• **Set exercise**: Find each line in the listing below that contains the string "cropped" and copy those lines.
•••••
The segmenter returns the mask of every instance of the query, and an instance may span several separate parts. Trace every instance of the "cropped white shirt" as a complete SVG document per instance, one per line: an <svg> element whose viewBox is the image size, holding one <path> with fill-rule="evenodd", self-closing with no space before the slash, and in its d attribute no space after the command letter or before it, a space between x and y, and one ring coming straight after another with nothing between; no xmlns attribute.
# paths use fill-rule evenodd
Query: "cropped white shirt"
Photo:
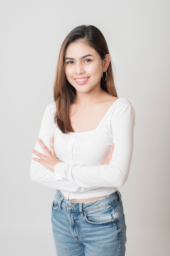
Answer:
•••••
• **Answer in full**:
The segmenter returns the mask of every instance of the query, and an instance may span several separate parts. Trace every instance of the "cropped white shirt" as a complete SVG document per instance, one per line: an <svg> element whose viewBox is the image size, holding one <path> with fill-rule="evenodd", self-closing with no space before the slash, and in its d attribute no space after the command letter or before it, a space between x and y, and one ring coming straight after another with nothing between; no xmlns attribute.
Query: "cropped white shirt"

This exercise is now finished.